■ **DATASET EXTRACT**

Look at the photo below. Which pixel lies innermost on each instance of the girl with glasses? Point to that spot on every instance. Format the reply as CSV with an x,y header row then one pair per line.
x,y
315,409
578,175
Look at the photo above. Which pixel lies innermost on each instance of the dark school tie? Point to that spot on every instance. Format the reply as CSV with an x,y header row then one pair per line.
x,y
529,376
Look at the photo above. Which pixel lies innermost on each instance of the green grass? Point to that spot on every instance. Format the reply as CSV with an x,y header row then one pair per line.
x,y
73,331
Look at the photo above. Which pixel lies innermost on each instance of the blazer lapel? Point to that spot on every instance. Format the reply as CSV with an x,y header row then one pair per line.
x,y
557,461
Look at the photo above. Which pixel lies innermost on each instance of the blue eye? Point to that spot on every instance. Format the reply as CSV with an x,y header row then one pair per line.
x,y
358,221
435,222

■ **AIM OF THE EXERCISE**
Update the listing above by replacing "innermost" with "most central" everywhere it occurs, keeping every other line unchanged.

■ **EXERCISE SOLUTION**
Look at the photo below. Which pixel lies most central on each instance of the girl with glasses? Point to that spot on every instance. Format the reply as CSV with an x,y header row then one pair per line.
x,y
315,409
578,175
Look at the photo above. Which pixel lies most central on each instance of the dark school tie? Point to that spot on every instance. Format the reply as CSV with an x,y header row then one pair per line.
x,y
529,376
Look at the photo above. Which pixel lies most central on each instance of the green grass? Point to that spot on every instance. Format the reply as CSV with an x,y header row then one pair per line.
x,y
73,331
Look at the photo above. Which pixel lies most central on each instance of the blazer lapel? Point to that spot on every instance. Format the reply as CSV with an x,y header row then one pair per line.
x,y
557,461
Look at the photo above. Which pixel lies most central on each instance of the blue eye? Point to that spot on every instance. Format the reply as CSV with an x,y header row then one pair per line.
x,y
358,221
435,222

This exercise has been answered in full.